▶ _Short exercise_: In the conntrack discussion below, what does the 'reinit' branch do when packet #3 hits it?

Yes, thats the bug, tcp_options() must not be called if syn bit is not
set.
> For this TFO scenario like the one in the trace, where the server
> sends its first data packet after the SYNACK packet and before the
> client's first ACK, presumably the conntrack state machine is
> (correctly) SYN_RECV, and then (incorrectly) executes this code,
Right. Jozsef, for context, sequence is in trace is:
S > C Flags [S], seq 3451342529, win 62580, options [mss 8940,sackOK,TS val 331187616 ecr 0,nop,wscale 7,tfo [|tcp]>
C > S Flags [S.], seq 2699962254, ack 3451342530, win 65535, options [mss 1440,sackOK,TS val 1206542770 ecr 331187616,nop,wscale 8], length 0
C > S Flags [P.], seq 1:89, ack 1, win 256, options [nop,nop,TS val 1206542772 ecr 331187616], length 88: SMTP [|smtp]
Normally, 3rd packet would be S > C, but this one is C > S.
So, packet #3 hits the 'reinit' branch which zaps wscale option.
> Someone more familiar with conntrack may have a good idea about how to
> best fix this?
Jozsef, does this look sane to you?
It fixes the TFO capture and still passes the test case i made for
82b72cb94666b3dbd7152bb9f441b068af7a921b
("netfilter: conntrack: re-init state for retransmitted syn-ack").
diff --git a/net/netfilter/nf_conntrack_proto_tcp.c b/net/netfilter/nf_conntrack_proto_tcp.c
index 8ec55cd72572..90ad1c0f23b1 100644
--- a/net/netfilter/nf_conntrack_proto_tcp.c
+++ b/net/netfilter/nf_conntrack_proto_tcp.c
@@ -556,33 +556,24 @@ static bool tcp_in_window(struct nf_conn *ct,
}
}
- } else if (((state->state == TCP_CONNTRACK_SYN_SENT
- && dir == IP_CT_DIR_ORIGINAL)
- || (state->state == TCP_CONNTRACK_SYN_RECV
- && dir == IP_CT_DIR_REPLY))
- && after(end, sender->td_end)) {
+ } else if (tcph->syn &&
+ after(end, sender->td_end) &&
+ (state->state == TCP_CONNTRACK_SYN_SENT ||
+ state->state == TCP_CONNTRACK_SYN_RECV)) {
/*
* RFC 793: "if a TCP is reinitialized ... then it need
* not wait at all; it must only be sure to use sequence
* numbers larger than those recently used."

Point annotations for photos
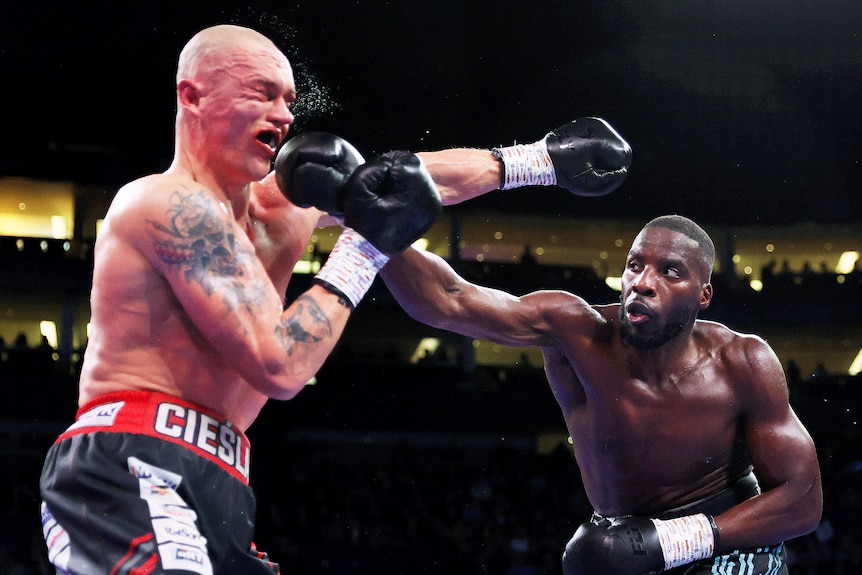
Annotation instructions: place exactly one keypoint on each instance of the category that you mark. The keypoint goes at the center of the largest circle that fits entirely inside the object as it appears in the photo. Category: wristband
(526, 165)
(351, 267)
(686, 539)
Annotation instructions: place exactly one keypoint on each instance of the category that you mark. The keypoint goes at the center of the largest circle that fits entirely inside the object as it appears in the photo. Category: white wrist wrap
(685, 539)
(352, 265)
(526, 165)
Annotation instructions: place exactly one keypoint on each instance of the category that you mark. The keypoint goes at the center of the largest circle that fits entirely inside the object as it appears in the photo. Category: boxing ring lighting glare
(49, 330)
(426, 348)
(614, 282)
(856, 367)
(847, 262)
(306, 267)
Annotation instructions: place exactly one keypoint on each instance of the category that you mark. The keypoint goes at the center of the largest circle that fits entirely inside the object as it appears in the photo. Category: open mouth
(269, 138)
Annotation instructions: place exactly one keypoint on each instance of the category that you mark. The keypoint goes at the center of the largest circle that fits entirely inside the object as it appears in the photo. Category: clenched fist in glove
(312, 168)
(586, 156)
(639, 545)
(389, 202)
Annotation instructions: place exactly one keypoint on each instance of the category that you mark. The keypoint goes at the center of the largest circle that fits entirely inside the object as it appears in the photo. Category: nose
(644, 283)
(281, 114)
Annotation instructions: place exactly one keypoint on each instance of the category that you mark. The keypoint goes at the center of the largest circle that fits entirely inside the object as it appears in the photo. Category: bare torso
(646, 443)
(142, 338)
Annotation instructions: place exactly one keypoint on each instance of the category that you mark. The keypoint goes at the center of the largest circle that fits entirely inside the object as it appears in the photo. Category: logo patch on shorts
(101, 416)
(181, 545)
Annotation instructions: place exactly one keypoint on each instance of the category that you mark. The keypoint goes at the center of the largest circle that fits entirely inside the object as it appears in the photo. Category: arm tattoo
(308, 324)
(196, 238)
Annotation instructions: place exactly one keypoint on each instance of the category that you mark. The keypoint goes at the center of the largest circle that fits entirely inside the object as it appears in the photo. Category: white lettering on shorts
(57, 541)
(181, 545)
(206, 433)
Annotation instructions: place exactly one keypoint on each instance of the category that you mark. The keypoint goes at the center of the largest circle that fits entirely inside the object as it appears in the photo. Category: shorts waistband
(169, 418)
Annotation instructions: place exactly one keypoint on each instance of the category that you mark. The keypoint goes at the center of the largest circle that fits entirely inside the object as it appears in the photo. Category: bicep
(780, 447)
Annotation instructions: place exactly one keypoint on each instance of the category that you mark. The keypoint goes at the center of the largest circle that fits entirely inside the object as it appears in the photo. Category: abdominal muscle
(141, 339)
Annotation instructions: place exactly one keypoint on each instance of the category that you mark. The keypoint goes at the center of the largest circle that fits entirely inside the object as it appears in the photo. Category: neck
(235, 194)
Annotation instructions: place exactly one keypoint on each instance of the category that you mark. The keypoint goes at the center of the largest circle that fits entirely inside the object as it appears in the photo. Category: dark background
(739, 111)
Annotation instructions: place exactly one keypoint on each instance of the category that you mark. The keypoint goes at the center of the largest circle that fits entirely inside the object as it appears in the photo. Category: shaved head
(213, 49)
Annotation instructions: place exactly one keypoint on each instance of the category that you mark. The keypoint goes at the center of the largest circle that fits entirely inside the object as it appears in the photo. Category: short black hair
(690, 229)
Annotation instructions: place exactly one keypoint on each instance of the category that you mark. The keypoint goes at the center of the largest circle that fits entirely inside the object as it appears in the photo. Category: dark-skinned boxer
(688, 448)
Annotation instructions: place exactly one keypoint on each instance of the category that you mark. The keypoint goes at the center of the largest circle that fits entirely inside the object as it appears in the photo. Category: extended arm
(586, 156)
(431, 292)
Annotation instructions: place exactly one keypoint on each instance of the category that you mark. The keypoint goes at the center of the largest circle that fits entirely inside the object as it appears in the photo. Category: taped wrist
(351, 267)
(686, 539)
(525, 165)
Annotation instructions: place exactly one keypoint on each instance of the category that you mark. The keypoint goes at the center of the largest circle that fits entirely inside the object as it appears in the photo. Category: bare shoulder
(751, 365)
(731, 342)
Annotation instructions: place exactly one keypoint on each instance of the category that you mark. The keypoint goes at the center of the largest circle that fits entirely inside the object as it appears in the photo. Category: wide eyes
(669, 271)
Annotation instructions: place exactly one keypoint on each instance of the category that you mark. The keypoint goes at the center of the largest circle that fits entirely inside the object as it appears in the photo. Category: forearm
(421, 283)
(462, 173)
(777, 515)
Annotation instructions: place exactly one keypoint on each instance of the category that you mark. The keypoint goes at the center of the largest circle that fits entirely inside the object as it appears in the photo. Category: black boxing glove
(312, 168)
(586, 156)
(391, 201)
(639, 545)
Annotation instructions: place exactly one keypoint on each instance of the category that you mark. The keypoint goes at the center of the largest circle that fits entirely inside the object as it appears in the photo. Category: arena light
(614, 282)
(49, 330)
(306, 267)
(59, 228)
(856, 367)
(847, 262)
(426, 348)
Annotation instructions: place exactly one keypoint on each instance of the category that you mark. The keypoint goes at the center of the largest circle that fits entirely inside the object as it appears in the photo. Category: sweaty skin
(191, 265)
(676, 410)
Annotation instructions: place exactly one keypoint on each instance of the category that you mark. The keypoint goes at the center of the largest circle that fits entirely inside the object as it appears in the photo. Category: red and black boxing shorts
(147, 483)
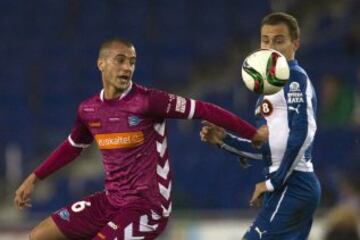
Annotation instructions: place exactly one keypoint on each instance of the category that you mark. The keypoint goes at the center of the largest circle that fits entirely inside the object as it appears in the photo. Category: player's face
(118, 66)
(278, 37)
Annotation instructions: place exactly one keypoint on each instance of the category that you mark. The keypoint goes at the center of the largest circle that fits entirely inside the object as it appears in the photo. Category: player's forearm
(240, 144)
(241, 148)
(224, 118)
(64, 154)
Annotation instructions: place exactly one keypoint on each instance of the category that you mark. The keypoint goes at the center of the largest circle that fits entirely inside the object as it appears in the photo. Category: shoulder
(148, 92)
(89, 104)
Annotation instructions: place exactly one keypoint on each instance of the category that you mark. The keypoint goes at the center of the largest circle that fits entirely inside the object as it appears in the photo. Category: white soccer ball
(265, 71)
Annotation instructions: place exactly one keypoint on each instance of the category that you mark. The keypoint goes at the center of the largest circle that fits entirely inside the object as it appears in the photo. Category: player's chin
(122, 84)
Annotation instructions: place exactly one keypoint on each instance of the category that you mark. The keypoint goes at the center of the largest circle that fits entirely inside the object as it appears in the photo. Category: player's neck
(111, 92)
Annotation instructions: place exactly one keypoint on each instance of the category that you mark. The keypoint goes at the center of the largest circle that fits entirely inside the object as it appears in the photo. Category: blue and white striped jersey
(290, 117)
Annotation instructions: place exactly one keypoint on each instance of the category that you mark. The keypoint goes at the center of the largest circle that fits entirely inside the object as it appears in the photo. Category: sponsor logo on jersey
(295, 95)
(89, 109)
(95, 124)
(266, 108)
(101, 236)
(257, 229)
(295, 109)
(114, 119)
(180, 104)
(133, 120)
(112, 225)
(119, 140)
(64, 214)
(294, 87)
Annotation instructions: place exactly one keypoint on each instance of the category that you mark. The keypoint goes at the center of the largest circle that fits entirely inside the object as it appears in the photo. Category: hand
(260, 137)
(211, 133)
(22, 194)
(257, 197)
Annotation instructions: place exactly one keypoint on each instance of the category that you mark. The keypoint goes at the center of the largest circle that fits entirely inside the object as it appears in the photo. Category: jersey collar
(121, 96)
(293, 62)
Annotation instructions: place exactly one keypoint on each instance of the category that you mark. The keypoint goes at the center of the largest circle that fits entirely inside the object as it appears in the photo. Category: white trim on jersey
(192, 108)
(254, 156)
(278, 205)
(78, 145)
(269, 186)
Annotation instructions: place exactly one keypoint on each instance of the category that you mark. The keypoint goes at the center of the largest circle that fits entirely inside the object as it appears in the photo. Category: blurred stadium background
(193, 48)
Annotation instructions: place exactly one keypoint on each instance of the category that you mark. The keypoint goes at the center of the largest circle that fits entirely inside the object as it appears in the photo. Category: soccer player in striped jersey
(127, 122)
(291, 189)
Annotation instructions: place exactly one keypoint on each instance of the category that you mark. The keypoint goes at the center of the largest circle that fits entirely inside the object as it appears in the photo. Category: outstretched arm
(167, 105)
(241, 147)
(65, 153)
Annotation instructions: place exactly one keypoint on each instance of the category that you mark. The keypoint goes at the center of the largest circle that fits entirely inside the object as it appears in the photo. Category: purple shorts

▶ _Completed task_: It zaps the wscale option.